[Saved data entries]
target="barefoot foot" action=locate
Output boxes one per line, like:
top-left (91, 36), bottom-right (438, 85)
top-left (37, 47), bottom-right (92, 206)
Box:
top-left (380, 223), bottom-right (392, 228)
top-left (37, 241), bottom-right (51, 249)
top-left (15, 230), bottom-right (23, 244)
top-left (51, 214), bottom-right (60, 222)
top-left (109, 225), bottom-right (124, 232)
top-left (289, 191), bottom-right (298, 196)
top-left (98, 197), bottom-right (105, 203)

## Task details
Exactly as written, give the records again.

## Task answer
target="barefoot foot" action=locate
Output boxes one per line, like:
top-left (91, 36), bottom-right (438, 85)
top-left (37, 47), bottom-right (92, 206)
Box:
top-left (380, 223), bottom-right (392, 228)
top-left (37, 241), bottom-right (51, 249)
top-left (15, 230), bottom-right (23, 244)
top-left (51, 214), bottom-right (60, 222)
top-left (109, 225), bottom-right (124, 232)
top-left (289, 191), bottom-right (298, 196)
top-left (98, 197), bottom-right (105, 203)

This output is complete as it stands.